● WRITTEN EXERCISE 1:
Extract the part of the vest thread that begins with the words containing "It also depends" and ends with "MG34 (30 Jan 2008)", copying it word for word.

● DOCUMENT:
..........

# Balistics vs Stab Vest



## RedneckDaveAb (29 Jan 2008)

I hope this topic isn't too far off topic. So far I haven't found anyone who can answer my question???

Can a ballistics (bullet resistant) vest also serve as a "stab vest" (to prevent knifings)???? 

Or do I have to choose from either?

Your comments please

Thanks!
Dave


----------



## Sig_Des (29 Jan 2008)

> Can a ballistics (bullet resistant) vest also serve as a "stab vest" (to prevent knifings)?



Why? Plan on getting stabbed?



> Or do I have to choose from either?



In what capacity are you talking?


----------



## RedneckDaveAb (29 Jan 2008)

I work as a "door host" at a local bar. These are two things which are an "occupational hazards" and quite frankly I don't want to have an organ transplant or possibly worse. Hey who better to know about this stuff than people who work with weapons?

I am wondering if I have to choose between which hazard or if a ballistics vest will be adequate for both???


----------



## Michael OLeary (29 Jan 2008)

Your best source of information may be the manufacturers of the vests you are considering.


----------



## Sig_Des (29 Jan 2008)

Depends on your threat. You want to look at soft-armour, and possibly stab-resistant clothing.

look here:

http://www.bulletproofme.com/Stab-Resistance-Levels.shtml

A ballistic vest probably wouldn't help so much against knives.


----------



## RedneckDaveAb (29 Jan 2008)

Michael, very good point!

Thank you!


----------



## Old Ranger (30 Jan 2008)

It also depends on the knife or an ice pic.

A ballistic vest might not stop a direct stab, but if your able to turn an get the blade caught up enough to get your hands on the knife. you increase your chances of survival.  I've always worn ballistic when working security. Your greatest tool is common sence and developing your security staff into a thinking one. Better to have your establishment with the reputation of talking people out of the place rather than bouncing them out. "Relaxe and you won't get hurt" usually gets through to the individual you just bear hugged out of an altercation. When they relaxe, calmly walk them out, but keep control of them.

Cheers,
Ben


----------



## MG34 (30 Jan 2008)

No ballistic vest is made to be stab proof  by design. Stab proof inserts can be added, or you can specificially request a ballistic vest with a stab proof layer.


----------



## Kilroy (9 Feb 2008)

Would a balistic vest atleast slow down the knife? Would the knife get stuck at all?? I have no idea on this, which is why I am asking. i would think that a vest would make repeated stabbings harder????? Am I wrong??

..........

● EXCERPTED DATA:
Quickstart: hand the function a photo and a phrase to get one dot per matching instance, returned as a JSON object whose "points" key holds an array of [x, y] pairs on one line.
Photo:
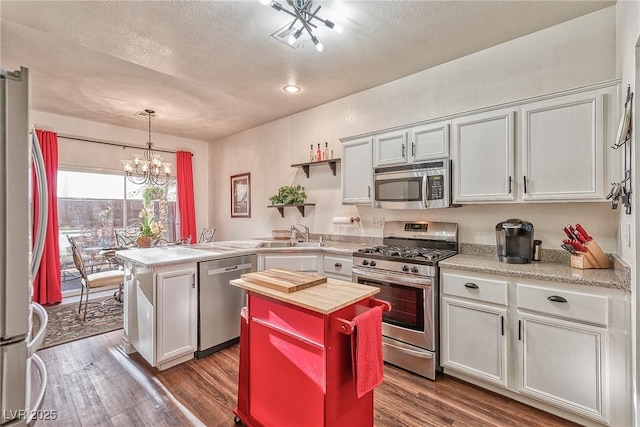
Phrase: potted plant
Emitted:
{"points": [[289, 195]]}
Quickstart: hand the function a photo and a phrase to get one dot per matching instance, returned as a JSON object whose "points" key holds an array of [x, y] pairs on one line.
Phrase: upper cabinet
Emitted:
{"points": [[357, 172], [558, 152], [483, 157], [411, 145], [562, 148]]}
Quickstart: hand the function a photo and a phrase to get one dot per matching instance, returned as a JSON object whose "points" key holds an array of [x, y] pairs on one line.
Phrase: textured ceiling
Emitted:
{"points": [[211, 68]]}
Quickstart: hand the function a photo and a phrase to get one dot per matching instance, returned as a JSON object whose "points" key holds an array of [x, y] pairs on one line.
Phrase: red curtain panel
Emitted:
{"points": [[186, 203], [46, 284]]}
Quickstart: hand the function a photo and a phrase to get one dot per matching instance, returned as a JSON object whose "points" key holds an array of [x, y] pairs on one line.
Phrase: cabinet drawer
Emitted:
{"points": [[293, 321], [475, 288], [570, 305], [339, 266]]}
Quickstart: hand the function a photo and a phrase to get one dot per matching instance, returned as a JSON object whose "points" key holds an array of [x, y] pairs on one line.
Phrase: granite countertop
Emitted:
{"points": [[614, 278], [173, 255]]}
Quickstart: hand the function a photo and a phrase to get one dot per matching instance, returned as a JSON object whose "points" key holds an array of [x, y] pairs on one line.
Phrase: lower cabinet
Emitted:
{"points": [[160, 313], [561, 347], [473, 339]]}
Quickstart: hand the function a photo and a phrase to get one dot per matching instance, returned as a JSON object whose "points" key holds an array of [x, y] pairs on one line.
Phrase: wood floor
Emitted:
{"points": [[91, 383]]}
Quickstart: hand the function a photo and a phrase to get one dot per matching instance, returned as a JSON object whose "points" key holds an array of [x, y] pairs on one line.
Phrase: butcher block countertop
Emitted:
{"points": [[325, 298]]}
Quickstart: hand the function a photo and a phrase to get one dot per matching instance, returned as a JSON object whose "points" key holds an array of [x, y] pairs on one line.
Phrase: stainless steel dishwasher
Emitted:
{"points": [[219, 303]]}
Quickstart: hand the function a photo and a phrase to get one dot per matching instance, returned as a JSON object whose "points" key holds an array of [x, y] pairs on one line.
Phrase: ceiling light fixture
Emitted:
{"points": [[291, 88], [148, 168], [302, 12]]}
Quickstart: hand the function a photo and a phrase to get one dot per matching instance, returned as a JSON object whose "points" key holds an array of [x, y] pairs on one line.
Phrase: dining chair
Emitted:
{"points": [[92, 280], [206, 235]]}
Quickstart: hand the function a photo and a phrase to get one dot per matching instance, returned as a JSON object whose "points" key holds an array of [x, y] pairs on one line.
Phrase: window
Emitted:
{"points": [[91, 205]]}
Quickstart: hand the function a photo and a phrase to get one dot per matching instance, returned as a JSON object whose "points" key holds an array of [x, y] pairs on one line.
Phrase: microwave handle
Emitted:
{"points": [[425, 191]]}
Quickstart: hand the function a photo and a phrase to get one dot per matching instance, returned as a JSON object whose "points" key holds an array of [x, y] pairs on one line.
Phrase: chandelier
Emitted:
{"points": [[302, 12], [148, 168]]}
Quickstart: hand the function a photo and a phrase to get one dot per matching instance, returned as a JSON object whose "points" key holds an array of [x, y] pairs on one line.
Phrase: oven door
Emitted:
{"points": [[412, 316]]}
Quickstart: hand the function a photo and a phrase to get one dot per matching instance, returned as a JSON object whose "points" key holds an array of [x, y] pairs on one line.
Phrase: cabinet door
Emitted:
{"points": [[390, 148], [562, 148], [429, 141], [483, 158], [473, 340], [563, 363], [356, 172], [176, 313]]}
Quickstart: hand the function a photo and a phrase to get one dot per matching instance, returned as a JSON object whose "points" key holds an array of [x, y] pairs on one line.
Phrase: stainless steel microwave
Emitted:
{"points": [[417, 186]]}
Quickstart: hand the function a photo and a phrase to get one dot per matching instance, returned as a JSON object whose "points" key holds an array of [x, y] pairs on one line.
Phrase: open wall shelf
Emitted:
{"points": [[300, 208], [305, 166]]}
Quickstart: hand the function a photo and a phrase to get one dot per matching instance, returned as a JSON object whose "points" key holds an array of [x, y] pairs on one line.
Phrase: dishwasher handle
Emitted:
{"points": [[223, 270]]}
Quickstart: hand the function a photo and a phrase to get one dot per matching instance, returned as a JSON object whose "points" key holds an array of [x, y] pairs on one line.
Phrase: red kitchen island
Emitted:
{"points": [[296, 356]]}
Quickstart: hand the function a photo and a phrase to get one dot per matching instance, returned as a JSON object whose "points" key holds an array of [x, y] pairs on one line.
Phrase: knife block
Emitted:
{"points": [[593, 258]]}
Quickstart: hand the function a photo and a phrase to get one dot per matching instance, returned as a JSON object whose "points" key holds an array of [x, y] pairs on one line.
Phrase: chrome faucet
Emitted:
{"points": [[304, 234]]}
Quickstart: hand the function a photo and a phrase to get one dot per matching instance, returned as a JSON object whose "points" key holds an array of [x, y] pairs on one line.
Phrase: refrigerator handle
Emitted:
{"points": [[43, 200], [43, 318], [35, 408]]}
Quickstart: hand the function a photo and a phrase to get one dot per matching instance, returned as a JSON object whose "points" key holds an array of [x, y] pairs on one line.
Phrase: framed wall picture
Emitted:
{"points": [[241, 196]]}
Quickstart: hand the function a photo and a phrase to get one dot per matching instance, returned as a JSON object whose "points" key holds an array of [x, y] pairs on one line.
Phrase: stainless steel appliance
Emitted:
{"points": [[514, 240], [219, 303], [417, 186], [406, 271], [20, 255]]}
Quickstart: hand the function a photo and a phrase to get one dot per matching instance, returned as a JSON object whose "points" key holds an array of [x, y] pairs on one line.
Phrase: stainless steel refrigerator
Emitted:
{"points": [[20, 254]]}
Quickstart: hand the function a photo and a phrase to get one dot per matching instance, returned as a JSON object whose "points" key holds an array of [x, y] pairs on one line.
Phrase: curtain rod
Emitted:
{"points": [[115, 144]]}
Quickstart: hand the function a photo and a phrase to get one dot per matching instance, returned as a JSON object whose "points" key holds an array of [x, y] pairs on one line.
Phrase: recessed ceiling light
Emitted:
{"points": [[291, 88]]}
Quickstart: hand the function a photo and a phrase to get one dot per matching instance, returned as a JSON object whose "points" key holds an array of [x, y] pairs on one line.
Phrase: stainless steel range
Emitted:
{"points": [[405, 269]]}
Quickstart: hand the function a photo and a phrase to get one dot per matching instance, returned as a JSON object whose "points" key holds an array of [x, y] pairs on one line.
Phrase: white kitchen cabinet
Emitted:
{"points": [[428, 142], [562, 148], [473, 335], [160, 313], [473, 339], [337, 266], [176, 313], [357, 171], [566, 348], [291, 261], [484, 157], [390, 148], [563, 363]]}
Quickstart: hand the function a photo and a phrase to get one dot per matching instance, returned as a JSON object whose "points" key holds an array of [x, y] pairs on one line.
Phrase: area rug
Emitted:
{"points": [[103, 315]]}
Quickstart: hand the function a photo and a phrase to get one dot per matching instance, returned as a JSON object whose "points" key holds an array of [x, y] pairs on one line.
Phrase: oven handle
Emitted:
{"points": [[425, 191], [408, 351], [394, 278]]}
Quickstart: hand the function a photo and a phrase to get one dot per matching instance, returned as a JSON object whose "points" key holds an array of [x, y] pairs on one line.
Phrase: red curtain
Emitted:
{"points": [[186, 203], [46, 285]]}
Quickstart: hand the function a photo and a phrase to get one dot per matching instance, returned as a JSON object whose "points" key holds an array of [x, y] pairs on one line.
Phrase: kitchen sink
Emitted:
{"points": [[288, 244]]}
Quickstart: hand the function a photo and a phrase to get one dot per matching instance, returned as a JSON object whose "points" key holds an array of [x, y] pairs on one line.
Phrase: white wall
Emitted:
{"points": [[628, 62], [579, 52], [79, 155]]}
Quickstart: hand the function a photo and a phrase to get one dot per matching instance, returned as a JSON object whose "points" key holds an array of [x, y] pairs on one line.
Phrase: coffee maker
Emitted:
{"points": [[514, 239]]}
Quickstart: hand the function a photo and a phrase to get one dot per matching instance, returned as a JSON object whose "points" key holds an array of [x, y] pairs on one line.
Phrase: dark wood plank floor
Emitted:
{"points": [[91, 383]]}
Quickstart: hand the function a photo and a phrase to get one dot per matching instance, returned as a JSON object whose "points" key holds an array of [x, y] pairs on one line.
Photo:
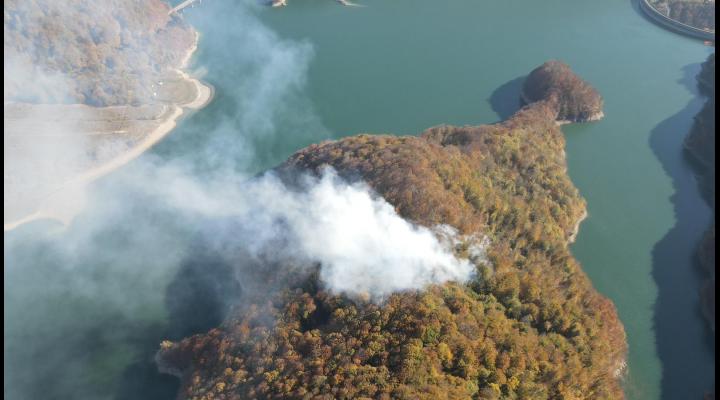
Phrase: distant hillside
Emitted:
{"points": [[92, 52], [699, 14], [529, 326]]}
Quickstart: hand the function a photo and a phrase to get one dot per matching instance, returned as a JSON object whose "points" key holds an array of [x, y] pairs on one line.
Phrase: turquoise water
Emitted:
{"points": [[400, 66]]}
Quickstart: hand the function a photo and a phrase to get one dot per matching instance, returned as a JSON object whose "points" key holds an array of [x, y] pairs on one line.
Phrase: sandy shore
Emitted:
{"points": [[52, 205]]}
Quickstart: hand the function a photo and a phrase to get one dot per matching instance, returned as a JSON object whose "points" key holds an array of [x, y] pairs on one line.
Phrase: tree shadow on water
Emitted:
{"points": [[197, 300], [684, 343], [505, 100]]}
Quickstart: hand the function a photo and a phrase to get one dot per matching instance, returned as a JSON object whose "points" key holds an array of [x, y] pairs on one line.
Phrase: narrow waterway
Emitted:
{"points": [[314, 70]]}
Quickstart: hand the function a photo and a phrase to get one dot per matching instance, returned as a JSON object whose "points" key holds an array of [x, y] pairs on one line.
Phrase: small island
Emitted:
{"points": [[74, 112], [529, 326]]}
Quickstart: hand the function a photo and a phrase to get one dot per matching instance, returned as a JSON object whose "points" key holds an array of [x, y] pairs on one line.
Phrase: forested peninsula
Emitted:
{"points": [[529, 325]]}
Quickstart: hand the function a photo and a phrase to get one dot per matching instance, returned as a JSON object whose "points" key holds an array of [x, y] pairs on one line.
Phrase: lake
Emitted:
{"points": [[314, 70]]}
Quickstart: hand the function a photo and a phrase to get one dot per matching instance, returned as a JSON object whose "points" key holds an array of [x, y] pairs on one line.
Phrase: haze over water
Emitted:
{"points": [[401, 66]]}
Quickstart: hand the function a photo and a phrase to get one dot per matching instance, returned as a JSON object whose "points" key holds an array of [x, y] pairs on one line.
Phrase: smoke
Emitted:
{"points": [[364, 248], [85, 306]]}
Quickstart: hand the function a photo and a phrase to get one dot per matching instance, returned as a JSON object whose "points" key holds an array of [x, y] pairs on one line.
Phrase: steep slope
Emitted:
{"points": [[529, 326]]}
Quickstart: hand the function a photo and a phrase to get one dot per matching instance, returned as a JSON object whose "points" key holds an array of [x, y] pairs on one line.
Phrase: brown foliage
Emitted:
{"points": [[530, 326]]}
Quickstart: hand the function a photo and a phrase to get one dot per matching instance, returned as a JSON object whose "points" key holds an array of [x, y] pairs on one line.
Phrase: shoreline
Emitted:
{"points": [[170, 116]]}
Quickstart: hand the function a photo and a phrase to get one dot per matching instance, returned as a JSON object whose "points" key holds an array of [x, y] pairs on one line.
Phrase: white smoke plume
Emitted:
{"points": [[89, 292], [363, 246]]}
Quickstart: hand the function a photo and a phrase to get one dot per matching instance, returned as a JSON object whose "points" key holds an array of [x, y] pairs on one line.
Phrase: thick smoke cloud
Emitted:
{"points": [[88, 300]]}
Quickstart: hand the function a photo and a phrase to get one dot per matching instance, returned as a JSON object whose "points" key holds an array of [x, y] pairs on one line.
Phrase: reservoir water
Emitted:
{"points": [[314, 70]]}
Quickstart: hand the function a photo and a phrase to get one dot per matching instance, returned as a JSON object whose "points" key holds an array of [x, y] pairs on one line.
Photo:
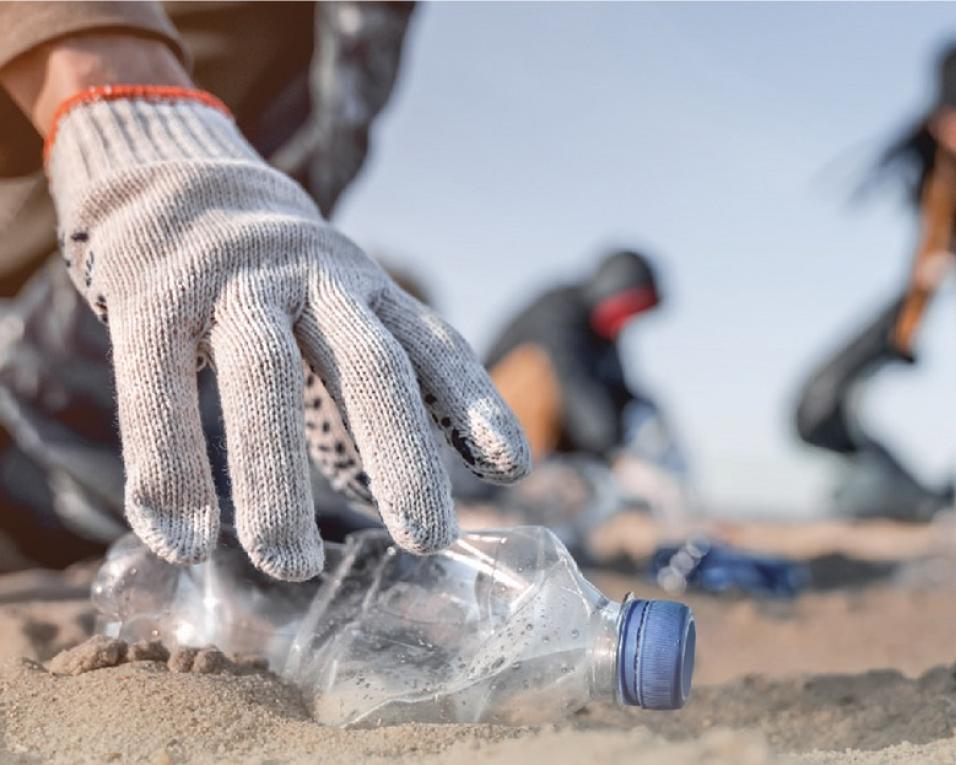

..........

● WRITTEN EXERCISE 2:
Pick out every line of the records that contains the word "stainless".

● WRITTEN SOLUTION 1:
It also depends on the knife or an ice pic.

A ballistic vest might not stop a direct stab, but if your able to turn an get the blade caught up enough to get your hands on the knife. you increase your chances of survival.  I've always worn ballistic when working security. Your greatest tool is common sence and developing your security staff into a thinking one. Better to have your establishment with the reputation of talking people out of the place rather than bouncing them out. "Relaxe and you won't get hurt" usually gets through to the individual you just bear hugged out of an altercation. When they relaxe, calmly walk them out, but keep control of them.

Cheers,
Ben


----------



## MG34 (30 Jan 2008)

● WRITTEN SOLUTION 2:
Phrase: stainless steel dishwasher
Phrase: stainless steel microwave
Phrase: stainless steel appliance
Phrase: stainless steel refrigerator
Phrase: stainless steel range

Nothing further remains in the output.